The principal historic religious buildings include:

- The Parish Church of San Giovanni Battista is one of the largest non-episcopal churches in Piedmont (over 1000 m²). Originally built in a Lombard Romanesque style, it was rebuilt in the Gothic style in 1501 and then in Baroque style between 1730 and 1740, according to a design by Francesco Gallo di Mondovì, royal architect and military engineer, who designed many other churches in the region.
- The Church of Santa Maria Assunta, once dedicated to the Holy Cross and popularly known by the name of Crosà.
- The convent complex of Mombracco, consisting of three churches: the Madonna della Rocca; San Salvatore (ruined) and Santa Maria (now called San Giacomo).
- The Sanctuary of Our Lady of the Combe, dedicated to Our Lady of the Snow; it is located in the hamlet of the same name. A festival is celebrated here in the first days of August and is one of the most famous festivals in Barge.

◆ Required tasks
A. From the list of historic religious buildings, reproduce word for word the passage that begins at "- The Parish" and stops after "in the region.".
B. In the list of historic religious buildings, what name is the Church of Santa Maria Assunta popularly known by?

◆ Data listing
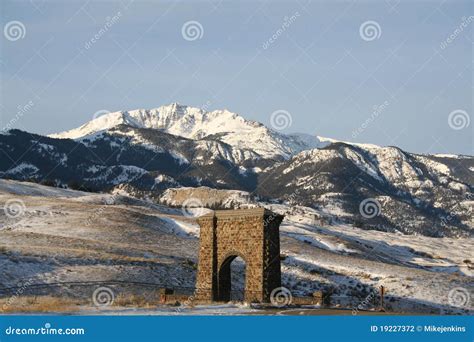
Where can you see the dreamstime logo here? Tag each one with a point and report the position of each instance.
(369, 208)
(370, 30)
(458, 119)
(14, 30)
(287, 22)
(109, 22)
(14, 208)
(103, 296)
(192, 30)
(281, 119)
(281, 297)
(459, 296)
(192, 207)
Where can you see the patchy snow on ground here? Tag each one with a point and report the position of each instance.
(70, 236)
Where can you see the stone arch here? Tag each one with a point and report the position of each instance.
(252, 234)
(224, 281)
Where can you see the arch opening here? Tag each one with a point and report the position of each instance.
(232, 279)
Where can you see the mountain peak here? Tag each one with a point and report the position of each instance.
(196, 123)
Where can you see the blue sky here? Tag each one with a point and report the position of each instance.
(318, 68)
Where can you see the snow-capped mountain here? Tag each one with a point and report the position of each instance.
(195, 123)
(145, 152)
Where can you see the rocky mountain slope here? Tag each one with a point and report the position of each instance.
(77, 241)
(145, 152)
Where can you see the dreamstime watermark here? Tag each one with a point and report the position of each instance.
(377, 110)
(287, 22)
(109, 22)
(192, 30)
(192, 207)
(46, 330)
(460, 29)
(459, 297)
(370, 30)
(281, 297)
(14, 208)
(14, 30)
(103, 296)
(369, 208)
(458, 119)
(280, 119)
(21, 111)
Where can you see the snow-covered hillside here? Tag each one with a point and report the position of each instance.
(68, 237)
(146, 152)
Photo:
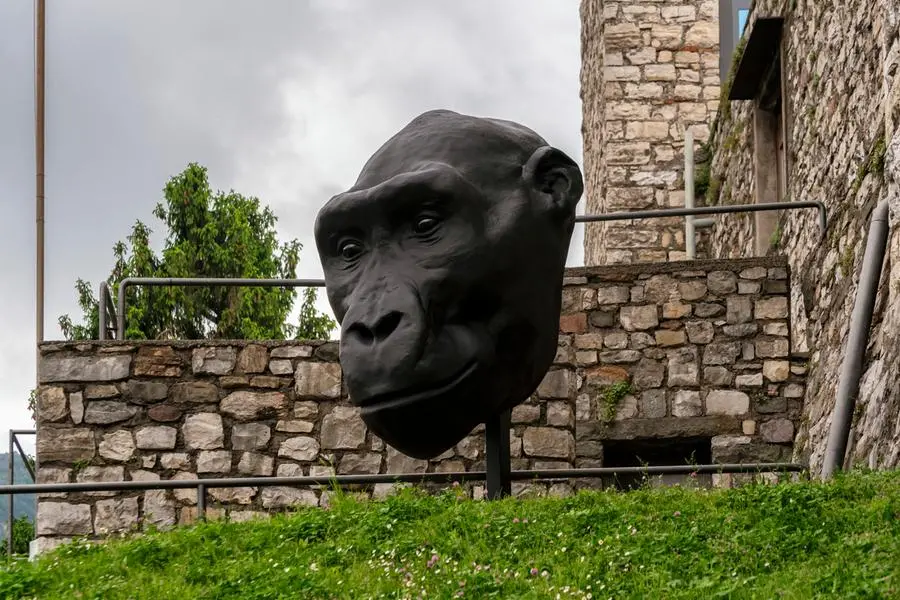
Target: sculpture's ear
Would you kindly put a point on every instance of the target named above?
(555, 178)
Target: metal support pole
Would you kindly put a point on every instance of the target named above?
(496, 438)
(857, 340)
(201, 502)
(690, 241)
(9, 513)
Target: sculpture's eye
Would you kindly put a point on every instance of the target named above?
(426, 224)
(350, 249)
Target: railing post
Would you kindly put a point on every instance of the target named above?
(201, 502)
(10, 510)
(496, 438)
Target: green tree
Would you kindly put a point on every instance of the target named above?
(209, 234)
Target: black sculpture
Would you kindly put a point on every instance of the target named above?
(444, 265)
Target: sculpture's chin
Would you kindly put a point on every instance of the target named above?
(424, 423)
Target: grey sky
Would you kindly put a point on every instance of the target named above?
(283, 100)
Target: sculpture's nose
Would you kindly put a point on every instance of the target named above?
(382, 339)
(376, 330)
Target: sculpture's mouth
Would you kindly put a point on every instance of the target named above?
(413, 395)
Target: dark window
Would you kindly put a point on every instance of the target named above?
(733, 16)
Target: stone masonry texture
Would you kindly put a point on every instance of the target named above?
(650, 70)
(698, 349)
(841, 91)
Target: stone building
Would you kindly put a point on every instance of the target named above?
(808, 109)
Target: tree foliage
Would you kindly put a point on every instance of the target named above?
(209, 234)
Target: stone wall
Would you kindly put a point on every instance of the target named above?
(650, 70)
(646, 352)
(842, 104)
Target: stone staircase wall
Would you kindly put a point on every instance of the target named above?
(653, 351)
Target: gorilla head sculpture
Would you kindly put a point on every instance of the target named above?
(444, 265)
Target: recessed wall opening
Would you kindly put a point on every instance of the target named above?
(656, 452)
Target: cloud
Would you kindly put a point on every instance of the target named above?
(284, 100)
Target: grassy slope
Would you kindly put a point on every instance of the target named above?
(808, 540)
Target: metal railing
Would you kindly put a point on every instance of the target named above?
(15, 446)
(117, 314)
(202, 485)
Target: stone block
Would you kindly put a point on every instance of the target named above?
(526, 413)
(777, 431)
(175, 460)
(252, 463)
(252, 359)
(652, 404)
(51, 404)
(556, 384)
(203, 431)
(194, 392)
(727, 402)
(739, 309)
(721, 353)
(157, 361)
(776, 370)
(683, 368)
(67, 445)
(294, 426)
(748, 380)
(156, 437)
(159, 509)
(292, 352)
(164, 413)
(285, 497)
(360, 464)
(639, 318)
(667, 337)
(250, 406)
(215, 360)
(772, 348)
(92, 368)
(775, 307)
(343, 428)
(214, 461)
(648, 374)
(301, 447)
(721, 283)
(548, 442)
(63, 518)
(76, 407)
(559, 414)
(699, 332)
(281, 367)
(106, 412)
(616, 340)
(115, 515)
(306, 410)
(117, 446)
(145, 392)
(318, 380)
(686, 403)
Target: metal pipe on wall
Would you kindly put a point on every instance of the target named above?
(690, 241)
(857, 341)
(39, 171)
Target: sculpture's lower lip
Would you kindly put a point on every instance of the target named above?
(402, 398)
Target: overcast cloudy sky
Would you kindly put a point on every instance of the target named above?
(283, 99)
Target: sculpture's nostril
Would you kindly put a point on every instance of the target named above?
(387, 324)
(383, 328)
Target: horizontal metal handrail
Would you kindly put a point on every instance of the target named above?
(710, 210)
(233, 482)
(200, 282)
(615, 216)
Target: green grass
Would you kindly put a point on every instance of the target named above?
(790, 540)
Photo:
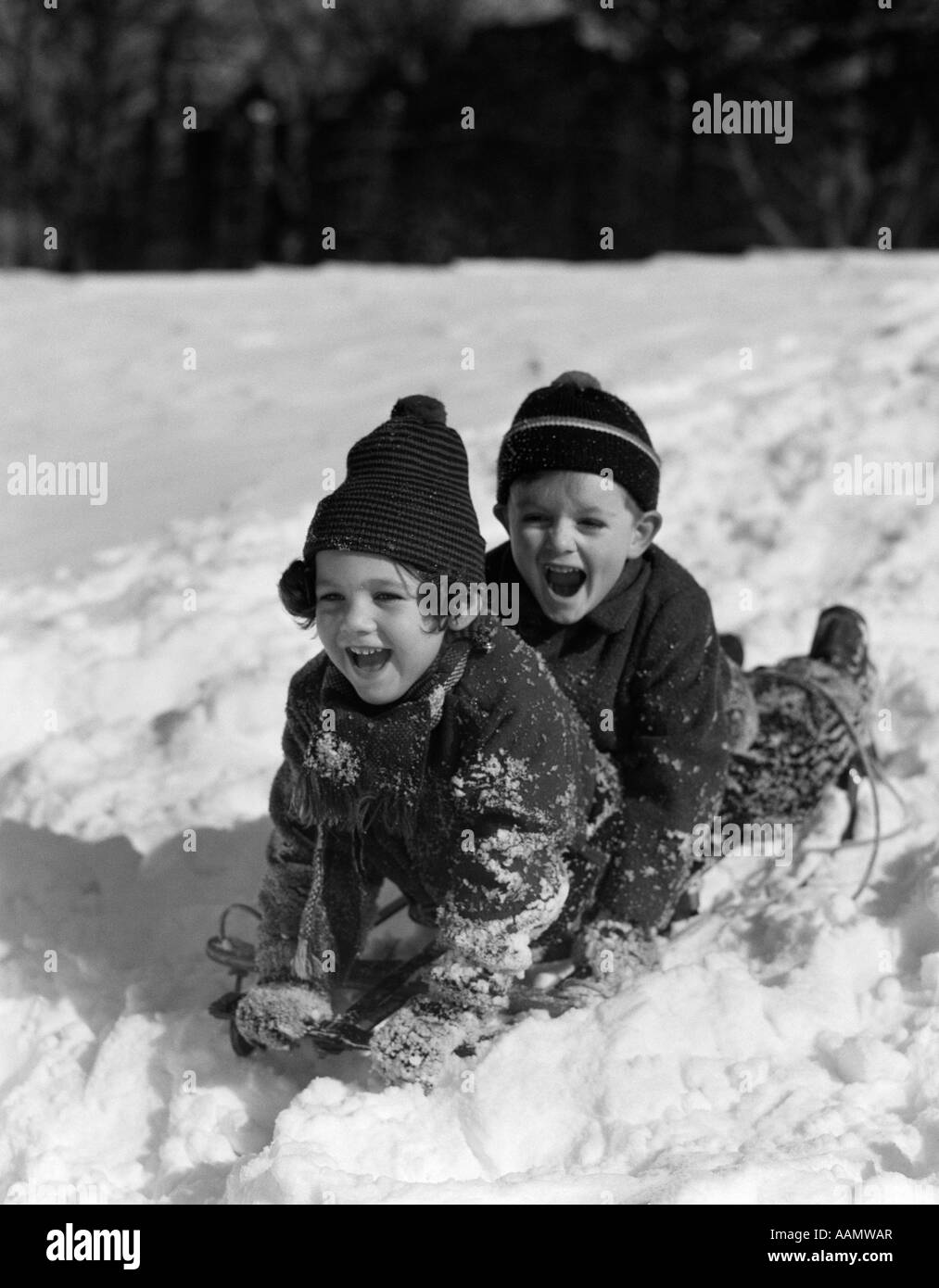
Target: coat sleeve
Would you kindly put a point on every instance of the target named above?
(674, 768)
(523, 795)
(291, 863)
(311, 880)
--
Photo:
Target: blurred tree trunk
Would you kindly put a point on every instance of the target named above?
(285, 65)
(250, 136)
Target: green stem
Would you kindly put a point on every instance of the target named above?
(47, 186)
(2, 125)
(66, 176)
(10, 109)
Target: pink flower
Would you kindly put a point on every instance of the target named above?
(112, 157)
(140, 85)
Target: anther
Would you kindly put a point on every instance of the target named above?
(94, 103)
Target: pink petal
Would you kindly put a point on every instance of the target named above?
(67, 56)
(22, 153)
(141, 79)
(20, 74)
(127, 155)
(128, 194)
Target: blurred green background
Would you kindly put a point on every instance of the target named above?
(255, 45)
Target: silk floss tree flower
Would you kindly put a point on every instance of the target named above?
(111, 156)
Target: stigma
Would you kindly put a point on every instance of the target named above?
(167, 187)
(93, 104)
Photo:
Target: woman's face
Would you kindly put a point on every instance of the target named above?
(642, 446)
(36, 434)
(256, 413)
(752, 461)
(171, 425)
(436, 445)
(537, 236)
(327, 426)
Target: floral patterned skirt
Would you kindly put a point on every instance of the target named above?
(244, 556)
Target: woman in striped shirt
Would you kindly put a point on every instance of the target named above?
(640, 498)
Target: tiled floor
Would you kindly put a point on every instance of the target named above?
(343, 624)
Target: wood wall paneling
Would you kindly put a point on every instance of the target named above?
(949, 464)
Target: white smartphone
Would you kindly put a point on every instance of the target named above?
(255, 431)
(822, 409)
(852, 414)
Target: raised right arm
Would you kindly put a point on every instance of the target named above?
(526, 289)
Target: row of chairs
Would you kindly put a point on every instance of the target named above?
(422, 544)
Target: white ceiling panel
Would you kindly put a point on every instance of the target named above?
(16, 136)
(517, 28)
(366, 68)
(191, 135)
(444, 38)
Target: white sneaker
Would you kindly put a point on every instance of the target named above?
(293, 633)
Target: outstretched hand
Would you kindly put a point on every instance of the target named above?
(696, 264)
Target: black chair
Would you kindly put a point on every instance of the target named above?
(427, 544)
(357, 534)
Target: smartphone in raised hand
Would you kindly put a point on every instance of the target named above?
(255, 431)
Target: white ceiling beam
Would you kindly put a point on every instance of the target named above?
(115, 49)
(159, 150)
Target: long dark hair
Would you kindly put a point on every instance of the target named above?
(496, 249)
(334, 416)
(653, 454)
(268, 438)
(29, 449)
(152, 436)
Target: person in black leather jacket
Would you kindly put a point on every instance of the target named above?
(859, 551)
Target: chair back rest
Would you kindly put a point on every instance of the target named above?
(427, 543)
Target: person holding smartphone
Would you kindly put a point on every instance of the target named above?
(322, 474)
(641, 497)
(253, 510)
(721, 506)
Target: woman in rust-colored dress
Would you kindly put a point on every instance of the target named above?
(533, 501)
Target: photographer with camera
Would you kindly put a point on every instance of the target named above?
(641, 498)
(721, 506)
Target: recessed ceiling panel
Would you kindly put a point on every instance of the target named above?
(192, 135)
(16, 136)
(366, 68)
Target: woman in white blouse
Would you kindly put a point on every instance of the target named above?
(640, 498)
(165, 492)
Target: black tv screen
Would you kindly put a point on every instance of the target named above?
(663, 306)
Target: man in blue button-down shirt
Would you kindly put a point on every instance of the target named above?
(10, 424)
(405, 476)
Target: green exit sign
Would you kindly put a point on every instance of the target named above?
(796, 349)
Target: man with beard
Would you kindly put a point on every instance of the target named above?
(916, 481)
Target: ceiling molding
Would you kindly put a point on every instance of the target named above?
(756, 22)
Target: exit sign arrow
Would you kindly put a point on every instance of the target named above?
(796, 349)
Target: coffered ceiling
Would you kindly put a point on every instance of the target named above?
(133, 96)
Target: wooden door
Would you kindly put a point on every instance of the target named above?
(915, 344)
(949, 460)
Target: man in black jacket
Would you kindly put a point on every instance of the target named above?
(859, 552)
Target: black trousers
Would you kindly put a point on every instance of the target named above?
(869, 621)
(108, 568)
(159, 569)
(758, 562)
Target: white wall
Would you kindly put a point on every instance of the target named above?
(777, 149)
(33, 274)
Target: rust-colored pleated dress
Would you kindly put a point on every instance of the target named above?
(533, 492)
==
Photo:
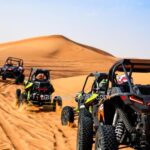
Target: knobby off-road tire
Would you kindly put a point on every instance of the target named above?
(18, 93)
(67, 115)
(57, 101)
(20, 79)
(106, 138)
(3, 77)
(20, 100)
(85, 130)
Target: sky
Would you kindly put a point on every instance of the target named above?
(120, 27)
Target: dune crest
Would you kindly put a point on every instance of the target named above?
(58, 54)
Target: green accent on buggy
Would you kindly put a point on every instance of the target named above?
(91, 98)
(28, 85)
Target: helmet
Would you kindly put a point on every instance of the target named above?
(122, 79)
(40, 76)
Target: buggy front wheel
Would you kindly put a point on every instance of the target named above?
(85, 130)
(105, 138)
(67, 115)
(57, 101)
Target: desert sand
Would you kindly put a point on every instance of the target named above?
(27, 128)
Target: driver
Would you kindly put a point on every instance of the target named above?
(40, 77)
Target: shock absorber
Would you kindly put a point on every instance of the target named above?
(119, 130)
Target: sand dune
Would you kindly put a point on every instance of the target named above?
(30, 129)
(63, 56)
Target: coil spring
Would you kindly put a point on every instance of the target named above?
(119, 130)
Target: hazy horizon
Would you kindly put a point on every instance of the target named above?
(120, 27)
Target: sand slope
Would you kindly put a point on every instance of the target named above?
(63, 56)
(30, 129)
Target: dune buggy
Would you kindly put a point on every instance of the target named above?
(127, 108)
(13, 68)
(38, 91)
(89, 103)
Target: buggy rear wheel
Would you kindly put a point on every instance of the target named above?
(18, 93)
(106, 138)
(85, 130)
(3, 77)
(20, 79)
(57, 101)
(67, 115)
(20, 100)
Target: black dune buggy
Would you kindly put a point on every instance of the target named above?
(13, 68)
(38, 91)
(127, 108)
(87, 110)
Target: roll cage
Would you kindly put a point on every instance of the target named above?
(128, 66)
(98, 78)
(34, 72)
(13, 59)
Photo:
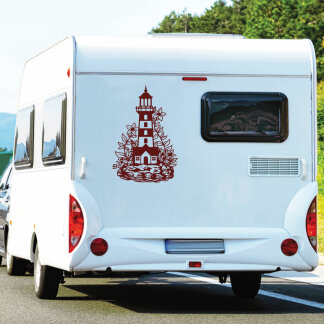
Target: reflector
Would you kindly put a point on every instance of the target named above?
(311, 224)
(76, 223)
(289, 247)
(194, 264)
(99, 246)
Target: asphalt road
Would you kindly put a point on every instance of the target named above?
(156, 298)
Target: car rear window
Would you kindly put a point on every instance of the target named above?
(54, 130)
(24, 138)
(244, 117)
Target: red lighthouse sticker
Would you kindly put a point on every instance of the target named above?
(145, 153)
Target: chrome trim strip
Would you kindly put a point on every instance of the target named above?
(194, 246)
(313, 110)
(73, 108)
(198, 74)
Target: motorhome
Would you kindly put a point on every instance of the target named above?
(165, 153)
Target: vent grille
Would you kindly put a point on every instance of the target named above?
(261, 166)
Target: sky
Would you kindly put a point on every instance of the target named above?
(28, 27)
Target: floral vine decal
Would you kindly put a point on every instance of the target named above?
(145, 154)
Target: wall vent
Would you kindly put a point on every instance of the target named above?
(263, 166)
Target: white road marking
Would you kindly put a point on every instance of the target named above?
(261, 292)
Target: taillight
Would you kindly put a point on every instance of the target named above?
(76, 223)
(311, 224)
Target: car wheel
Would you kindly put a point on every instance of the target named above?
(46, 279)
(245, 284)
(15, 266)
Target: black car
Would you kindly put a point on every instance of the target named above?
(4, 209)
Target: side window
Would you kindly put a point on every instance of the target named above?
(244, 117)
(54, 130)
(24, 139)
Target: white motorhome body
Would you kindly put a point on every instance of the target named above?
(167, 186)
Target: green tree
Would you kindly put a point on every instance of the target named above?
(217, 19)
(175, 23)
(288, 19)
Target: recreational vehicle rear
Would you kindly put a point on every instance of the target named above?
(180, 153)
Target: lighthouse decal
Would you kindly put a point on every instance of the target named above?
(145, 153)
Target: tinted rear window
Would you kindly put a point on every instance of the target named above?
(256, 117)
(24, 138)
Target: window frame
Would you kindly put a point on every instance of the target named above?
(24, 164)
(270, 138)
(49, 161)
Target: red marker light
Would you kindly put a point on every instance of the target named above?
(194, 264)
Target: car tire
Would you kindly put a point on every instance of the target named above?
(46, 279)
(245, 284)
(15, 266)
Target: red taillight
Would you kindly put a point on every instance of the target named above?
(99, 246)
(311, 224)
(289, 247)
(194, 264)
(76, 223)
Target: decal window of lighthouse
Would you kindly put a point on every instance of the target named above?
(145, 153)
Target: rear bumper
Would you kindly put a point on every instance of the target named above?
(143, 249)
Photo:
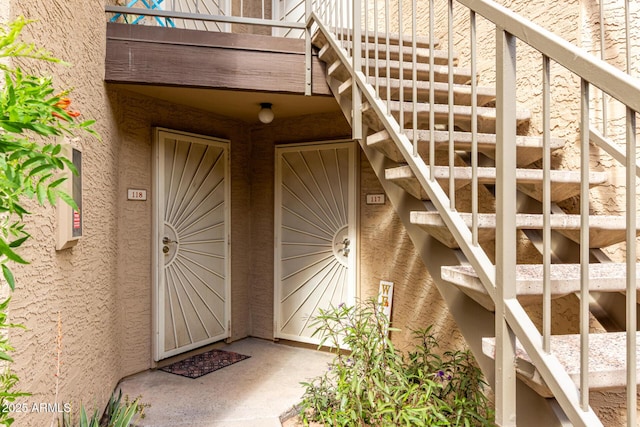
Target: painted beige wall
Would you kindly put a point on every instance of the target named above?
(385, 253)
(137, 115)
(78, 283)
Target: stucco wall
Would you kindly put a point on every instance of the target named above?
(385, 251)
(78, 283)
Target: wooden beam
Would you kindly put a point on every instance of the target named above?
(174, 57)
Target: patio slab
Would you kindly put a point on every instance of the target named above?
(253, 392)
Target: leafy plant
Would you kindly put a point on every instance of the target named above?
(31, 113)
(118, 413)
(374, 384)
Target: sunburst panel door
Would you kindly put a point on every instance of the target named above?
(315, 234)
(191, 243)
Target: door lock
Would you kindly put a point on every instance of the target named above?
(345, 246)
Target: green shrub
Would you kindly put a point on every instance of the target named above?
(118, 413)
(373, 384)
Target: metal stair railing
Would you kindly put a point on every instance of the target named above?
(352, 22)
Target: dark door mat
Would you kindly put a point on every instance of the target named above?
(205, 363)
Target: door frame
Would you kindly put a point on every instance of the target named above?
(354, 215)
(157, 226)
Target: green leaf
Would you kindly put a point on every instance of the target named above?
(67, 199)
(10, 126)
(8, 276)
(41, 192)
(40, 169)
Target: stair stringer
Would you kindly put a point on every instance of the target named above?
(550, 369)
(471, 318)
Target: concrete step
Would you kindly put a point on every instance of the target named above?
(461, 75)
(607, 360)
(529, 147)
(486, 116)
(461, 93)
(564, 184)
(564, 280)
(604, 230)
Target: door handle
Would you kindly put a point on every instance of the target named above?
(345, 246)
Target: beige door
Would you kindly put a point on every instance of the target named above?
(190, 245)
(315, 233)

◆ Solutions
A.
- The Parish Church of San Giovanni Battista is one of the largest non-episcopal churches in Piedmont (over 1000 m²). Originally built in a Lombard Romanesque style, it was rebuilt in the Gothic style in 1501 and then in Baroque style between 1730 and 1740, according to a design by Francesco Gallo di Mondovì, royal architect and military engineer, who designed many other churches in the region.

B. Crosà